En amont de l’événement les personnes qui le souhaitent peuvent apprendre les 25 mouvements grâce à un tutoriel en ligne https://vimeo.com/122464851 et au cours d’ateliers dédiés. Le jour de l’atelier grand public, le ratio entre initiés, qui ont pratiqué les mouvements en amont, et personnes qui les découvrent le jour même conditionne pour partie la réussite de l’atelier. Plus ce ratio est important, mieux les mouvements seront transmis dans l’assemblée et plus les participants seront mis en confiance.
« Fous de danse », ni un festival, ni une fête de la danse
« Fous de danse » souhaite clairement se distinguer d’un festival. En effet un festival respecte en général la séparation entre artistes praticiens et spectateurs et a souvent peu de ramifications pour le public postérieurement à sa tenue, si ce n’est sa répétition l’année suivante. « Fous de danse » a au contraire pour ambition de contester ces séparations et de faire vivre au public une expérience qui pourra avoir un lendemain, par exemple en l’incitant à se mettre à la danse.

» **Données fournies**:
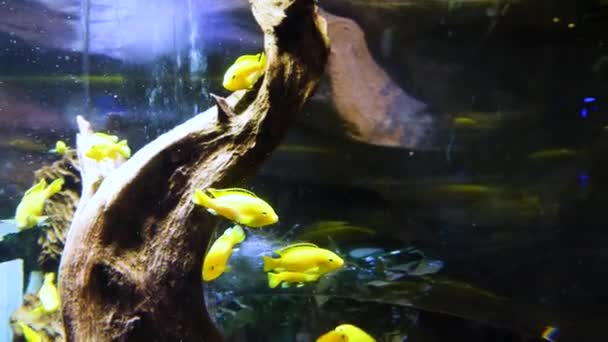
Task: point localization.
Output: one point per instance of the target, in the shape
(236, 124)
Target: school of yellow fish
(296, 264)
(107, 146)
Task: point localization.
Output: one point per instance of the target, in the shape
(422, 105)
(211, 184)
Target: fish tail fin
(54, 187)
(273, 280)
(124, 149)
(237, 234)
(201, 198)
(263, 59)
(42, 220)
(269, 263)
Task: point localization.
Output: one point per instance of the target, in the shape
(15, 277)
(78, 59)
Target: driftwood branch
(131, 268)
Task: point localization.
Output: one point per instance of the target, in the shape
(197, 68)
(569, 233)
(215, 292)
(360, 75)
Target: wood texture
(131, 268)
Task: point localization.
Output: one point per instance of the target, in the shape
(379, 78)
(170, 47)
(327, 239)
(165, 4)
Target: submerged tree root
(131, 268)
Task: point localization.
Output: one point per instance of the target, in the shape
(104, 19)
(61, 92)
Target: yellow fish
(245, 71)
(60, 147)
(303, 257)
(108, 146)
(286, 278)
(238, 205)
(346, 333)
(48, 294)
(217, 258)
(30, 209)
(29, 334)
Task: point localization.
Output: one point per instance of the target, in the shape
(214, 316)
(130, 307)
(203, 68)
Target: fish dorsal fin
(295, 245)
(223, 192)
(111, 138)
(37, 187)
(247, 58)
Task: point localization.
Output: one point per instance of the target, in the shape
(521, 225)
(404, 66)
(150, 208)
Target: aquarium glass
(452, 163)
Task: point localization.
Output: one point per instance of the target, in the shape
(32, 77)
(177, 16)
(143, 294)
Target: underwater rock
(60, 208)
(376, 110)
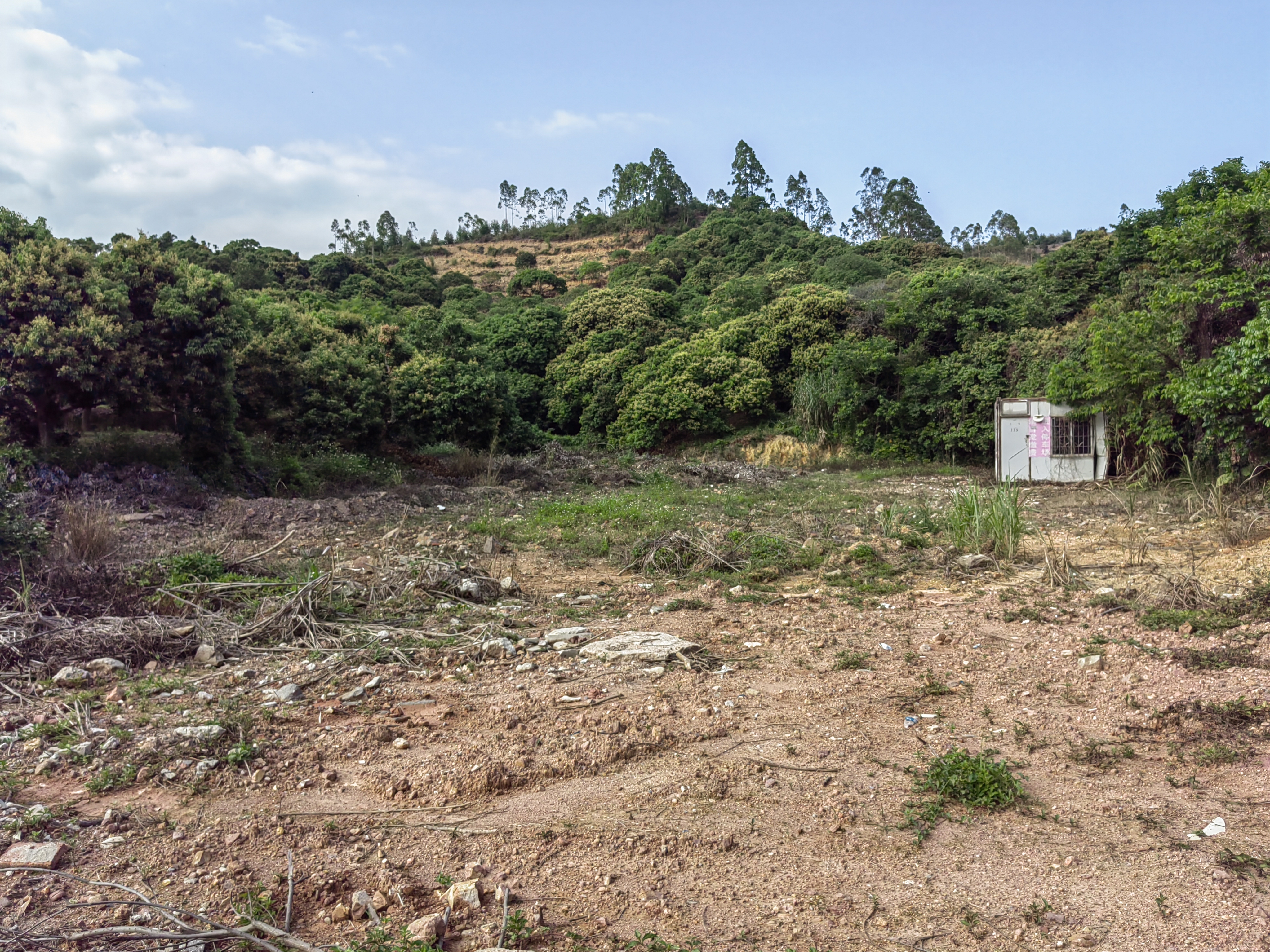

» **Consigne donnée**: Indiquez si chacune des affirmations suivantes concorde avec le texte retenu, en répondant par oui ou par non et en citant à l’identique les mots du texte qui tranchent : (a) avant l’événement, un tutoriel en ligne permet d’apprendre les 25 mouvements ; (b) « Fous de danse » se présente comme un festival ; (c) un festival maintient en général la séparation entre artistes praticiens et spectateurs.

» **Résultat obtenu**:
(a) Oui : « En amont de l’événement les personnes qui le souhaitent peuvent apprendre les 25 mouvements grâce à un tutoriel en ligne ».
(b) Non : « souhaite clairement se distinguer d’un festival ».
(c) Oui : « un festival respecte en général la séparation entre artistes praticiens et spectateurs ».